:: RECORD EXCERPTS ::

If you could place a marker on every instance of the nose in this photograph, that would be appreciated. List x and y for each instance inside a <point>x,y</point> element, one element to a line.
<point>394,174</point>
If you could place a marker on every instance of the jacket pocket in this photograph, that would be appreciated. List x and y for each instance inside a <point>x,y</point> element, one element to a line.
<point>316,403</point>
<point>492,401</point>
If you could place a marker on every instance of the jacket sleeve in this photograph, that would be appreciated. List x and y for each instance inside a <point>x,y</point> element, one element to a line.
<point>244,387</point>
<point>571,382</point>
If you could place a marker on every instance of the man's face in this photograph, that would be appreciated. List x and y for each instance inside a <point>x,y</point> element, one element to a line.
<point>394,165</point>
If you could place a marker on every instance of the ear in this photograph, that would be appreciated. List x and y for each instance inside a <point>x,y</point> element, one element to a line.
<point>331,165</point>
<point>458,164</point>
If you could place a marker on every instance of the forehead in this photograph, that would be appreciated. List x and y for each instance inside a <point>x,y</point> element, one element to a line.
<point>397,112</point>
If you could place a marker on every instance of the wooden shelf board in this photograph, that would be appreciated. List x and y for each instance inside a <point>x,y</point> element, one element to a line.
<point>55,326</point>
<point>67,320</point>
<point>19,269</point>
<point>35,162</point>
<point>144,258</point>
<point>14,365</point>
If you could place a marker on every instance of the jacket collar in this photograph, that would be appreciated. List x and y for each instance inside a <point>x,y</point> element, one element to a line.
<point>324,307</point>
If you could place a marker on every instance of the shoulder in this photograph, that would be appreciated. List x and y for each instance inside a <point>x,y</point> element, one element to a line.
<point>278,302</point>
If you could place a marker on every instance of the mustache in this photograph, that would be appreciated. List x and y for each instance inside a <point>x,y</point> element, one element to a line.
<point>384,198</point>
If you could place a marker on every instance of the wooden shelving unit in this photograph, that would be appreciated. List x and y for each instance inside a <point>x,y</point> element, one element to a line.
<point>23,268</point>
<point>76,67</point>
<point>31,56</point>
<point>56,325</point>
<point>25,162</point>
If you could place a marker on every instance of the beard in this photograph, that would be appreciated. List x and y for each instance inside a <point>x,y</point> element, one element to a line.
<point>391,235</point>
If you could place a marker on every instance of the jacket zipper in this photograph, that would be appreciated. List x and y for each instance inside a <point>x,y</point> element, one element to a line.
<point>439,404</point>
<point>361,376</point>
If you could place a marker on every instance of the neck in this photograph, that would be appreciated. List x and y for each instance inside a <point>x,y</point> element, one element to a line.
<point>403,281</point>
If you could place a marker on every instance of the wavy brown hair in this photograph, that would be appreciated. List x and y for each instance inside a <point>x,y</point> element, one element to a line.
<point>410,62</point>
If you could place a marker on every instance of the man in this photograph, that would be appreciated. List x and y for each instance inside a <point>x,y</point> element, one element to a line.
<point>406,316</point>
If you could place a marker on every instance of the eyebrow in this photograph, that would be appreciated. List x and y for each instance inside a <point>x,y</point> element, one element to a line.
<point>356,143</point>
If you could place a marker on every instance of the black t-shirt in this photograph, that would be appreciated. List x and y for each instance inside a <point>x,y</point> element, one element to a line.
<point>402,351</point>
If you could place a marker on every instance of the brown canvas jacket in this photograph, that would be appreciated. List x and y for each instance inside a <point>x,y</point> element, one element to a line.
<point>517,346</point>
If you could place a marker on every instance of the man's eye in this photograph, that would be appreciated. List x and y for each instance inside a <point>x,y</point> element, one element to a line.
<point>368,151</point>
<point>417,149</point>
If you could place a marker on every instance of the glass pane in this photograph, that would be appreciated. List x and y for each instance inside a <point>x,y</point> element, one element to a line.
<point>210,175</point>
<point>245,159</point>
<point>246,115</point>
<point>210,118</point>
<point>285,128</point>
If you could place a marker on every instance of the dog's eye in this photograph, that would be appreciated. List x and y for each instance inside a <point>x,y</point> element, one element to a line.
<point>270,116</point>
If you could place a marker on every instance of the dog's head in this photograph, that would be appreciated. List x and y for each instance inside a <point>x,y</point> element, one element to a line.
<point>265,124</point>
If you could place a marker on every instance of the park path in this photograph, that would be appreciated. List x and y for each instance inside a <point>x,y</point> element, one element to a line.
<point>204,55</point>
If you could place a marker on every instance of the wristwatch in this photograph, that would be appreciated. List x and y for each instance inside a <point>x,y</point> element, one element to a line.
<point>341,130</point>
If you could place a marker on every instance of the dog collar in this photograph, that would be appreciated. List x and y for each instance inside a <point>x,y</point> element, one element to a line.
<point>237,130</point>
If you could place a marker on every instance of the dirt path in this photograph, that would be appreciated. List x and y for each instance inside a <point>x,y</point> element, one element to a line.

:::

» **TASK STATEMENT**
Can you lay out every line of the records above as a Markdown table with two columns, Row for the row number and Line for the line itself, leaving out any blank lines?

» **OUTPUT**
| Row | Line |
|---|---|
| 1 | If you could place a marker on every instance of the nose in this photograph, that would be appreciated. List x and y for each instance inside a <point>x,y</point> element, one element to a line. |
| 2 | <point>394,174</point> |
| 3 | If you could place a marker on every instance of the jacket pocket in this photograph, that would be appreciated. List x and y for each instance inside a <point>x,y</point> element, one element to a line. |
| 4 | <point>316,403</point> |
| 5 | <point>492,401</point> |
| 6 | If you could place a marker on every instance of the jacket sleeve in this photograph, that would be appreciated. List x and y for each instance inside a <point>x,y</point> element, one element to a line. |
| 7 | <point>244,387</point> |
| 8 | <point>571,382</point> |
| 9 | If you could place a marker on every instance of the man's face in this photograph, that would be appreciated. List x and y for each instance inside a <point>x,y</point> element, one element to a line. |
| 10 | <point>394,165</point> |
| 11 | If you could place a marker on every instance of the ear in this photograph, that would be appreciated. List x and y for each instance inside a <point>x,y</point> element, one element to a line. |
| 12 | <point>331,165</point> |
| 13 | <point>458,164</point> |
| 14 | If you could place a marker on every instance of the forehead in this photograph, that would be appreciated. List x and y for each instance inside a <point>x,y</point> element, one element to a line. |
| 15 | <point>397,112</point> |
| 16 | If you could place a marker on every instance of the wooden shelf board in this photograph, that would be appreciated. List x and y for each instance inside a <point>x,y</point> element, one element to a line. |
| 17 | <point>55,326</point> |
| 18 | <point>67,320</point> |
| 19 | <point>19,269</point> |
| 20 | <point>35,162</point> |
| 21 | <point>144,258</point> |
| 22 | <point>14,365</point> |
| 23 | If you could place a marker on every instance of the jacket collar in this photograph, that would be appreciated. List x and y for each instance inside a <point>x,y</point> element, one element to a line. |
| 24 | <point>324,307</point> |
| 25 | If you could place a marker on every instance of the shoulder in this photograph, that would be appreciated. List x and y for each instance inside a <point>x,y</point> element, one element to a line. |
| 26 | <point>278,302</point> |
| 27 | If you could place a marker on every instance of the mustache in this photograph, that would be appreciated. List x and y for each instance inside a <point>x,y</point> element, one element to a line. |
| 28 | <point>384,198</point> |
| 29 | If you could place a marker on every instance of the wooden shelving unit in this photograph, that would be appreciated. List x and y for each instance inside a <point>x,y</point> element, one element to a line. |
| 30 | <point>23,268</point> |
| 31 | <point>76,67</point> |
| 32 | <point>31,56</point> |
| 33 | <point>56,325</point> |
| 34 | <point>25,162</point> |
| 35 | If you could place a marker on every instance of the beard in this photograph, that would be appreciated. List x and y for each instance inside a <point>x,y</point> element, one element to a line. |
| 36 | <point>391,235</point> |
| 37 | If you could place a marker on every instance of the jacket zipper in this photograph, that would be appreciated. List x and y for each instance inside a <point>x,y</point> element, one element to a line. |
| 38 | <point>439,404</point> |
| 39 | <point>361,376</point> |
| 40 | If you could place a marker on every instance of the neck in this photograph, that would be appreciated. List x and y for each instance inside a <point>x,y</point> element, one element to a line. |
| 41 | <point>403,281</point> |
| 42 | If you could place a marker on every instance of the wavy brown hair in this photograph, that would be appreciated. List x and y for each instance inside a <point>x,y</point> element, one element to a line. |
| 43 | <point>410,62</point> |
| 44 | If you could place a marker on every instance of the man in this photograph, that would be appreciated. List x and y for each instance inside a <point>x,y</point> element, one element to a line. |
| 45 | <point>406,316</point> |
| 46 | If you could place a marker on every instance of the eyebrow in this photograph, that would be appreciated. List x and y for each instance inside a <point>x,y</point> element, one element to a line. |
| 47 | <point>356,143</point> |
| 48 | If you could place a marker on every instance of the black t-shirt in this photograph, that would be appreciated. List x and y for each instance inside a <point>x,y</point> element, one element to a line. |
| 49 | <point>402,351</point> |
| 50 | If you could place a marker on every instance of the brown canvas jacket in this photograph, that would be appreciated. List x and y for each instance inside a <point>x,y</point> element, one element to a line. |
| 51 | <point>517,346</point> |
| 52 | If you could place a marker on every instance of the man's eye in this photograph, that would be appreciated. List x and y for each instance inside a <point>x,y</point> element, one element to a line. |
| 53 | <point>368,151</point> |
| 54 | <point>417,149</point> |
| 55 | If you could place a marker on every instance of the glass pane in this photograph, that would be appreciated. List x and y for each instance inside a <point>x,y</point> element, one element to a line. |
| 56 | <point>210,175</point> |
| 57 | <point>245,159</point> |
| 58 | <point>246,115</point> |
| 59 | <point>210,118</point> |
| 60 | <point>285,128</point> |
| 61 | If you could place a marker on every instance of the dog's eye in this photograph, that would be appreciated. List x and y for each instance inside a <point>x,y</point> element, one element to a line. |
| 62 | <point>270,116</point> |
| 63 | If you could place a marker on every instance of the dog's head in this photograph, that would be appreciated. List x and y for each instance inside a <point>x,y</point> element, one element to a line. |
| 64 | <point>265,124</point> |
| 65 | If you could place a marker on every instance of the park path in this photograph, that would be appreciated. List x and y for each instance inside a <point>x,y</point> element, one element to a line. |
| 66 | <point>204,55</point> |
| 67 | If you could place a marker on every instance of the wristwatch in this photograph, that would be appreciated. List x and y for each instance inside a <point>x,y</point> element, one element to a line. |
| 68 | <point>341,130</point> |
| 69 | If you could place a marker on every instance of the dog collar in this photograph, that would be appreciated. List x and y for each instance inside a <point>x,y</point> element, one element to a line. |
| 70 | <point>237,130</point> |
| 71 | If you could place a marker on every instance of the dirt path in this photograph, that would be appreciated. List x and y for each instance inside a <point>x,y</point> element, one element to a line. |